Set task » From the entries below, pull out every line that contains the string "query".

Provided entries »

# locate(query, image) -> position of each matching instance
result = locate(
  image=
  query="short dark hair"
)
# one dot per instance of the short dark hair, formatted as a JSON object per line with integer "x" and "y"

Result »
# locate(query, image) -> position of each matching instance
  query="short dark hair"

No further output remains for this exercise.